─── DOCUMENT EXTRACT ───
Each week, we visit with RF, a local man in his 60’s who worked on a farm and later drove a truck. He was married and became a father to his wife’s two daughters. According to RF, he had a large amount of money and spent it on the girls and his family, putting them through college and buying each one a car. He is living on the streets and each week while we are there visiting with him, he has others who come by to chat and check on him.
This is one thing that has stood out to me ever since we started our outreach – community. Although the environment is not the best, and they are out in the hot and the cold, living in the woods, or in RF’s case, a chair has become his bed, they look out for one another and check on each other regularly. They have other people in the community who check on them as well, and pray for them. Each time we stop by, RF makes sure we know how appreciative he is that we stop by and talk with him. He tells us that most people just keep walking by and don’t stop to say hi. RF never asks for anything. He just wants to talk. People bring him food, blankets, clothes and other items. If RF has money, he will give it to others who need it for food, medicine or to get back on their feet. He has a very caring heart.
───
## ASSIGNED TASK:
Answer these questions from the account of weekly visits with RF.
1. What two kinds of work did RF do before living on the streets?
2. What has become RF's bed?
3. What does RF do when he has money?
─── ENTRIES SHOWN ───
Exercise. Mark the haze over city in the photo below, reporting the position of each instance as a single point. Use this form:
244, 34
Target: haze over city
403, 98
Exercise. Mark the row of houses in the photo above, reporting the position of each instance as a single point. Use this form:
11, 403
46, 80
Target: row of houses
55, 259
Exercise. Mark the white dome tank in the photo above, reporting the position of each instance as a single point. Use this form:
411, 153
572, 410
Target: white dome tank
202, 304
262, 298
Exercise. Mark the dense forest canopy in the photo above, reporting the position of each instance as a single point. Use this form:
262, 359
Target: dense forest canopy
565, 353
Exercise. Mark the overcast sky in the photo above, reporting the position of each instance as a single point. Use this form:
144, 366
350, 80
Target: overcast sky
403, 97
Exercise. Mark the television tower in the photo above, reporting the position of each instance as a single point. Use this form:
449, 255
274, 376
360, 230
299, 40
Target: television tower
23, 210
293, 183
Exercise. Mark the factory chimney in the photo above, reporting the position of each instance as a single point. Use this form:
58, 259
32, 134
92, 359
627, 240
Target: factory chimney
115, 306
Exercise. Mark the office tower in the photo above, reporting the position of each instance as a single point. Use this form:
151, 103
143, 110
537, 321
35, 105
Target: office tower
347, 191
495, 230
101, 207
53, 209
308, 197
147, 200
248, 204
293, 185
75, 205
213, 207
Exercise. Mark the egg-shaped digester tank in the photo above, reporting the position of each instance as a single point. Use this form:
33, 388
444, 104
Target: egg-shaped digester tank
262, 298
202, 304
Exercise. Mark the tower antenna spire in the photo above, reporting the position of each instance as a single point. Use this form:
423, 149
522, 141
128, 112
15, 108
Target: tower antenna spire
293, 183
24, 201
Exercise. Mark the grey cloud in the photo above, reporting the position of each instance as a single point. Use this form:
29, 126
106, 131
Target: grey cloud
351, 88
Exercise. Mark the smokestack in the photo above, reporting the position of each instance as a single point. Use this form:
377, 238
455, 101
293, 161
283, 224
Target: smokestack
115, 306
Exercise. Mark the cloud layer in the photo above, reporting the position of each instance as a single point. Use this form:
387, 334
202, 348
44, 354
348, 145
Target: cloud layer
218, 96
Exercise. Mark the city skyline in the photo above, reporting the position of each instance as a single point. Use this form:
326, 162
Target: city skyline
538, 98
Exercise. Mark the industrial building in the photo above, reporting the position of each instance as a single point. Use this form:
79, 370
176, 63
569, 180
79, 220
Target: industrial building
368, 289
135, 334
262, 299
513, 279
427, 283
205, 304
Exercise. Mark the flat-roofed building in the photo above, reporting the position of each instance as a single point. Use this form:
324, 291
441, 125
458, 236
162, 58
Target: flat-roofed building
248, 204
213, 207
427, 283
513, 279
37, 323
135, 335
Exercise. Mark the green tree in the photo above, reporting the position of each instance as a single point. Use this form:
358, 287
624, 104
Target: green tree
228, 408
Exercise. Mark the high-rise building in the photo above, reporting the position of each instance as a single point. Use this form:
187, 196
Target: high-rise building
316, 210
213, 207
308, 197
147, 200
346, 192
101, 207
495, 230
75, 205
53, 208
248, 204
───
─── ENTRIES SHOWN ───
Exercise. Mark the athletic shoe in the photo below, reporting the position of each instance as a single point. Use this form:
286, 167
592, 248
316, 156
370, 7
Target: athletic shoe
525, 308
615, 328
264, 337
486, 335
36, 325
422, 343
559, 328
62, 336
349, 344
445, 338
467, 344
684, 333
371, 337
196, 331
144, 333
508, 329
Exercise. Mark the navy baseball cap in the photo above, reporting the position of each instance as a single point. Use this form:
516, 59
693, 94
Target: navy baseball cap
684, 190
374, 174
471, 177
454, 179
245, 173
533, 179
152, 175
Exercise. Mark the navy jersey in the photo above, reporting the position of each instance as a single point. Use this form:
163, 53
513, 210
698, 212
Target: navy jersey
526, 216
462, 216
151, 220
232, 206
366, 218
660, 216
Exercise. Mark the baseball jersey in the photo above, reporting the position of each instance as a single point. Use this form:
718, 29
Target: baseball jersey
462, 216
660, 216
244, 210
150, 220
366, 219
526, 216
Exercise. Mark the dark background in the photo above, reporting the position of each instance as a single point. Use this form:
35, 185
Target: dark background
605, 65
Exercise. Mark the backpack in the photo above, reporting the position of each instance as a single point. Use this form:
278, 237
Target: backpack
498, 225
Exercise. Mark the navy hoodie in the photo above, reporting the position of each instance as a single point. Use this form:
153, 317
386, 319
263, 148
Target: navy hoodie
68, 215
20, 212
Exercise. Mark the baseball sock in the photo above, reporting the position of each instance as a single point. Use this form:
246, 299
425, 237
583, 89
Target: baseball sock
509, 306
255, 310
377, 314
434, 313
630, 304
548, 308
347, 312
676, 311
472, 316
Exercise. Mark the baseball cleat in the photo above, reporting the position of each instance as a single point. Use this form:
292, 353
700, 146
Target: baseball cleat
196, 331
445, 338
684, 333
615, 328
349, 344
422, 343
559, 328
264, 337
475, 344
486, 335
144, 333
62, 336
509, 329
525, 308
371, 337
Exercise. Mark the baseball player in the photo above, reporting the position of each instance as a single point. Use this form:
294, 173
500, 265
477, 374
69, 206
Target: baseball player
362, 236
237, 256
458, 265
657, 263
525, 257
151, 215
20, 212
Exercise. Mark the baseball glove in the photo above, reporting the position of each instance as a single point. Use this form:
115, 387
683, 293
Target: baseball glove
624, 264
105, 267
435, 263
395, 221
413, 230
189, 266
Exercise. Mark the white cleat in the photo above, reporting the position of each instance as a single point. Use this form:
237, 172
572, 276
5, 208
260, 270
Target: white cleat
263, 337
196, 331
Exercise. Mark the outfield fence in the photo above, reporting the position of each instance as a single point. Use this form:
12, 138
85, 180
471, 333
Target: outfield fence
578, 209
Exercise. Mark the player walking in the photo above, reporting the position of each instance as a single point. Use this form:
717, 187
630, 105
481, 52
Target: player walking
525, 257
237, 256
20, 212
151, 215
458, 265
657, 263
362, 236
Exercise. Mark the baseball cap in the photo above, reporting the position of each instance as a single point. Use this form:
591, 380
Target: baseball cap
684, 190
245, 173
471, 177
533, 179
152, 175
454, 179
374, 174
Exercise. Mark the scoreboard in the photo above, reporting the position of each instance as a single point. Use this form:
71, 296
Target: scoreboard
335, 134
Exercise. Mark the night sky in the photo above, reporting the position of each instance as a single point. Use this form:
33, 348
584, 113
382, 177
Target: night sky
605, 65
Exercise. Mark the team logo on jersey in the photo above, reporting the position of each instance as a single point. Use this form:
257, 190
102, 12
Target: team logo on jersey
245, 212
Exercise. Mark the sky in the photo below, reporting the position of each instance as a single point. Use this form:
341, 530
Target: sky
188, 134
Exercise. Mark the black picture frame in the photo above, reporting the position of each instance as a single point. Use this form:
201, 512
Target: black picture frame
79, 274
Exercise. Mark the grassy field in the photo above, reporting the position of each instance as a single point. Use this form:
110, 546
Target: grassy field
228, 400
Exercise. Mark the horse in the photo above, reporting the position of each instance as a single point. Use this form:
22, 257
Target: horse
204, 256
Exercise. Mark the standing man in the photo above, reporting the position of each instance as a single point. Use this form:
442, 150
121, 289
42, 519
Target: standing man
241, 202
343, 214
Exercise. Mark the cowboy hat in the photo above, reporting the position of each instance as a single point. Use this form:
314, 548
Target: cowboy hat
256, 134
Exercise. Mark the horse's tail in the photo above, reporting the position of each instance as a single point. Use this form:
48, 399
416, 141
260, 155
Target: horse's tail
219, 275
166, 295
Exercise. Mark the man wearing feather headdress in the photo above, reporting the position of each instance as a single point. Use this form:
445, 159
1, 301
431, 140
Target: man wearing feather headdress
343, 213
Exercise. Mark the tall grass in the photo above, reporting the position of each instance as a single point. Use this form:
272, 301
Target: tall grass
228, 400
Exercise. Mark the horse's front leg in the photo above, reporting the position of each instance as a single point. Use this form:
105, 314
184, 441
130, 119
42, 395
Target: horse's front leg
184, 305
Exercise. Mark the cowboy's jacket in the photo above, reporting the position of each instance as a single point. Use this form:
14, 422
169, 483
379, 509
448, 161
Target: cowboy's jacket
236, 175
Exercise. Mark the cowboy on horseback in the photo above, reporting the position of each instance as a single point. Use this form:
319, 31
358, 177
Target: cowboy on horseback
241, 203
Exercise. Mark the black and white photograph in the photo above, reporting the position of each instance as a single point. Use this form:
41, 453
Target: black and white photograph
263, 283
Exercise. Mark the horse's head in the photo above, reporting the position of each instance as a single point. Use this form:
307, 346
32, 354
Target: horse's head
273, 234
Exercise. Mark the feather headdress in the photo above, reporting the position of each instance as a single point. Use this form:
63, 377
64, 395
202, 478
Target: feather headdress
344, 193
───
## TASK ANSWER:
1. He worked on a farm and later drove a truck.
2. A chair has become his bed.
3. He gives it to others who need it for food, medicine or to get back on their feet.